• **AIM OF THE EXERCISE**: Below are the entries; output exactly the lines from the one containing "Task: identify the wooden signpost" through the final line, inclusive.

• **RECORDS SHOWN**:

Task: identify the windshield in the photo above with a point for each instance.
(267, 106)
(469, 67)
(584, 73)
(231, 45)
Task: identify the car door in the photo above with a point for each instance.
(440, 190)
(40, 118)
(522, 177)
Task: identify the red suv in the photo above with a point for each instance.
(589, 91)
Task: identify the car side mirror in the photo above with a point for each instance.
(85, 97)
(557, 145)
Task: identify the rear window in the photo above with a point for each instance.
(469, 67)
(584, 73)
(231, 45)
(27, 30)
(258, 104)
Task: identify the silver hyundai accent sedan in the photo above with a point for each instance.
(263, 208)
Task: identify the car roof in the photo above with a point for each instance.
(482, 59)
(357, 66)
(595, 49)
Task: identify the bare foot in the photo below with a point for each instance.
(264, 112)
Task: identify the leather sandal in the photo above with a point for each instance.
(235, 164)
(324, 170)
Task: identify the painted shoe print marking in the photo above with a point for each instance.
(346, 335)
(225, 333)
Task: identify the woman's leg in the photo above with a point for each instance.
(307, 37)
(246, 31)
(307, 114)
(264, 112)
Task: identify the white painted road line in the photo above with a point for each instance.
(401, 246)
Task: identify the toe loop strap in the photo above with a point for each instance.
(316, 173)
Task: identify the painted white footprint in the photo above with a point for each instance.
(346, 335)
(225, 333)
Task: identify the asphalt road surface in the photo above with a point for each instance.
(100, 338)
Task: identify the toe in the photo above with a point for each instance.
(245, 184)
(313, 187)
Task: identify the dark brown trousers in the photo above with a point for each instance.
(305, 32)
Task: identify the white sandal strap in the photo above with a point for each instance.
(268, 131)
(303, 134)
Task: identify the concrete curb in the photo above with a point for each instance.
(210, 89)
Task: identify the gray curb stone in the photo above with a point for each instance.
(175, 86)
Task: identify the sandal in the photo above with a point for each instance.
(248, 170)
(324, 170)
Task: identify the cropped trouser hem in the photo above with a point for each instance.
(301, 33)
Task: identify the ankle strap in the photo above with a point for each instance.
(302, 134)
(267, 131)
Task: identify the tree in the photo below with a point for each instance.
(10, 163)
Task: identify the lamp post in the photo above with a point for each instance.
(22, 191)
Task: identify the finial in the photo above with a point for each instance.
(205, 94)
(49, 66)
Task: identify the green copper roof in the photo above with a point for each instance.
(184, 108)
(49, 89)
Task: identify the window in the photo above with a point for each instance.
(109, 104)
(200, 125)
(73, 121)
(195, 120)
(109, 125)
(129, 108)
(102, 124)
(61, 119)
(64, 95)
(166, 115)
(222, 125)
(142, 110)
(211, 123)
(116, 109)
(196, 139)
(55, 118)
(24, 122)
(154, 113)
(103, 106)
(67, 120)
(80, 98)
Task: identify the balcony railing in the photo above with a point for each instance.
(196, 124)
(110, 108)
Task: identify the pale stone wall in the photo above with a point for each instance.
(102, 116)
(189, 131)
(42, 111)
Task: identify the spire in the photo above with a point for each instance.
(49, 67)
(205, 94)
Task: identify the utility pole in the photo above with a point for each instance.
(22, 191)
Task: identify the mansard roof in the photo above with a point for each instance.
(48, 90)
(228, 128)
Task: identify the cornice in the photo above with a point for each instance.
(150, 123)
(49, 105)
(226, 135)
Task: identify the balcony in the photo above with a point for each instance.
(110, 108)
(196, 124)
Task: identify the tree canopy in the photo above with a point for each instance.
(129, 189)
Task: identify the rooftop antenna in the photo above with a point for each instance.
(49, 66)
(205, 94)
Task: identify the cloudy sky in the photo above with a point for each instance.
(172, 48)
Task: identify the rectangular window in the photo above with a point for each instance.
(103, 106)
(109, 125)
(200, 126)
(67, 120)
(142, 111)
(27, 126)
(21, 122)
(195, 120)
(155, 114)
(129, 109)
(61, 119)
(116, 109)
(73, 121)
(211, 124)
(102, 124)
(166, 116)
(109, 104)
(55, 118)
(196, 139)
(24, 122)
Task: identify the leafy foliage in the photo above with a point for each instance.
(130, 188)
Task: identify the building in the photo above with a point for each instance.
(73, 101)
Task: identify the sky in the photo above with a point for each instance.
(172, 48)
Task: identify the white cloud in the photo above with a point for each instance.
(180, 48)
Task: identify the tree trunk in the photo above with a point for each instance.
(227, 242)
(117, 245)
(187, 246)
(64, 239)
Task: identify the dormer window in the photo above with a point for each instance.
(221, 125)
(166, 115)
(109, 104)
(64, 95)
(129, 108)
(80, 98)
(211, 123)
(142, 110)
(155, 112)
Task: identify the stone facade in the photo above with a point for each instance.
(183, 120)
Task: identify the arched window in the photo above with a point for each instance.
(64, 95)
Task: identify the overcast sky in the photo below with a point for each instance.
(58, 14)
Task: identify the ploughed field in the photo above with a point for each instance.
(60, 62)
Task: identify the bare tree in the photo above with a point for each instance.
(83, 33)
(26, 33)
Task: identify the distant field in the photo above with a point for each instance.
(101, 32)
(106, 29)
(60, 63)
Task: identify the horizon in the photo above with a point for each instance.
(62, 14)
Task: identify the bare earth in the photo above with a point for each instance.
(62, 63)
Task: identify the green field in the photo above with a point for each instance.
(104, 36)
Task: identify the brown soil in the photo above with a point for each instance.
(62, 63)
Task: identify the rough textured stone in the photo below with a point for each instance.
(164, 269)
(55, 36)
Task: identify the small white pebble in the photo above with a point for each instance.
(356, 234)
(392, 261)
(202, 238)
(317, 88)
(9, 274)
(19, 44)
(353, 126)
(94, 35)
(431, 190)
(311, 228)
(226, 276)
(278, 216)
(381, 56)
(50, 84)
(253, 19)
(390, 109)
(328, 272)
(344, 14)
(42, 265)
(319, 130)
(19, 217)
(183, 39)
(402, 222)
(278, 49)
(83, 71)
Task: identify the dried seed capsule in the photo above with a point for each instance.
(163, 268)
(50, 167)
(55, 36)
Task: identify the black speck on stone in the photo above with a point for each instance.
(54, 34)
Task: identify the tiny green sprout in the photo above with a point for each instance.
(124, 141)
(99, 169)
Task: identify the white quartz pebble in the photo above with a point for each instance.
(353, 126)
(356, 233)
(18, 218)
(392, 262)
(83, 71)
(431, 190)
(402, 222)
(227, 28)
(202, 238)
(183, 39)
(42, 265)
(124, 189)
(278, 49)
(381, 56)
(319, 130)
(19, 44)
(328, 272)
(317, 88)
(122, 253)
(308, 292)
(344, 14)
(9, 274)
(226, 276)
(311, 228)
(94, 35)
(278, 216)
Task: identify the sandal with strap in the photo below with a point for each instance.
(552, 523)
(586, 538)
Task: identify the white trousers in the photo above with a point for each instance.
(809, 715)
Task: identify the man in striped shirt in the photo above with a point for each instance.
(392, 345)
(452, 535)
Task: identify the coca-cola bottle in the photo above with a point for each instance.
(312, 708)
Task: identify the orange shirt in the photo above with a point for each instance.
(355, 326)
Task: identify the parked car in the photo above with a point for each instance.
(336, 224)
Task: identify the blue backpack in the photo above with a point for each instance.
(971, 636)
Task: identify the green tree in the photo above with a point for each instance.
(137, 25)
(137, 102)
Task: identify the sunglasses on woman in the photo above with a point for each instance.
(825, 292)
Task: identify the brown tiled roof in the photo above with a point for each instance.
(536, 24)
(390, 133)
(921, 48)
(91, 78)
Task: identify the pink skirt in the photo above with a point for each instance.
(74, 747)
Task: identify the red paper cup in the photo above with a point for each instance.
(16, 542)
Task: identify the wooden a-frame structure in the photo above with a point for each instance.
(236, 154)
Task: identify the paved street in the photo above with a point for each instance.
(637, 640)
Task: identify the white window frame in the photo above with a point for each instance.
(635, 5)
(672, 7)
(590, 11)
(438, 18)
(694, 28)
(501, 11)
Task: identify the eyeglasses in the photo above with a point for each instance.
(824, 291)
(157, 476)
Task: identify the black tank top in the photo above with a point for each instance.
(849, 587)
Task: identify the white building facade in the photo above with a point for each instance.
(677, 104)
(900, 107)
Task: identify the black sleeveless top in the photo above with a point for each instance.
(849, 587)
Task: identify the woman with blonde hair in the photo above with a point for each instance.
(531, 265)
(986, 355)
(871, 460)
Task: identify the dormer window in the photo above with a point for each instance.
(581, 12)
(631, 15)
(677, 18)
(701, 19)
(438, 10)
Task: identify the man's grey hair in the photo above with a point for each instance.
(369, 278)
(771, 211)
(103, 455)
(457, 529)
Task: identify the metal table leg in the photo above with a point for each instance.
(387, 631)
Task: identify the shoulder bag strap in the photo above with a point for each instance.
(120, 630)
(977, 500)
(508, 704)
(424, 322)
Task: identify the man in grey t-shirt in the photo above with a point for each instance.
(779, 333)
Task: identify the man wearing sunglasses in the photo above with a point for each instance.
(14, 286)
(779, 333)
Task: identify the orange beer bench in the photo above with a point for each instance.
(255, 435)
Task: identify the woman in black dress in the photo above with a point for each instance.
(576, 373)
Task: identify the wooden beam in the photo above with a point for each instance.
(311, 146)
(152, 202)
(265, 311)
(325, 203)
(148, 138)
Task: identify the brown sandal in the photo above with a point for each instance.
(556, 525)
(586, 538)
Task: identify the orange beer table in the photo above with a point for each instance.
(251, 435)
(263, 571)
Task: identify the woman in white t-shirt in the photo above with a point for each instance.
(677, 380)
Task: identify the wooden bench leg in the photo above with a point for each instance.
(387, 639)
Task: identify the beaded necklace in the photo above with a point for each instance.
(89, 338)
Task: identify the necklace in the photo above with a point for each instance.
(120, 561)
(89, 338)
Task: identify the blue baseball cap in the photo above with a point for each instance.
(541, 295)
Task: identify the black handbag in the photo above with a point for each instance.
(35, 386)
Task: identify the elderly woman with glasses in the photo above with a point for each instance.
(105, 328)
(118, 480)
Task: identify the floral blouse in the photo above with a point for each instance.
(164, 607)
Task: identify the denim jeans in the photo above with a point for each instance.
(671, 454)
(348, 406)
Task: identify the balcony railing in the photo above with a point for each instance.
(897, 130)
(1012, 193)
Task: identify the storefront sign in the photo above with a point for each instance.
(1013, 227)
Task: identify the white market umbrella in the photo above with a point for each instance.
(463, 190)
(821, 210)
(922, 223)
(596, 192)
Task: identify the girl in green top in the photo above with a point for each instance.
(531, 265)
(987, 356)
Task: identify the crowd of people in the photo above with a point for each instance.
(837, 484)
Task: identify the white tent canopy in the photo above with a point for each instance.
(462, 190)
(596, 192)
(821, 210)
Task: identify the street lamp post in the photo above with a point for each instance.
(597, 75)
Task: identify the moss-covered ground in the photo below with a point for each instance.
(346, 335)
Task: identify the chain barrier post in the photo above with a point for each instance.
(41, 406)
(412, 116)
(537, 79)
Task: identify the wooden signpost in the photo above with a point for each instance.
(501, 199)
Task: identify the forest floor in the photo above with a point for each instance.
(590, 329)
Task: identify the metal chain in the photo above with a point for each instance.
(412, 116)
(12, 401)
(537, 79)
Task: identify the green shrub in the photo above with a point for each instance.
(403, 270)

• **RESULT OF THE TASK**:
Task: identify the wooden signpost in the photo above with a point for each instance.
(501, 199)
Task: identify the forest floor in the photo above with a point for each instance.
(590, 329)
Task: identify the metal chain in the photo above with a point for each instance.
(412, 116)
(12, 401)
(537, 79)
Task: identify the green shrub in the photo above with a point for each instance.
(403, 270)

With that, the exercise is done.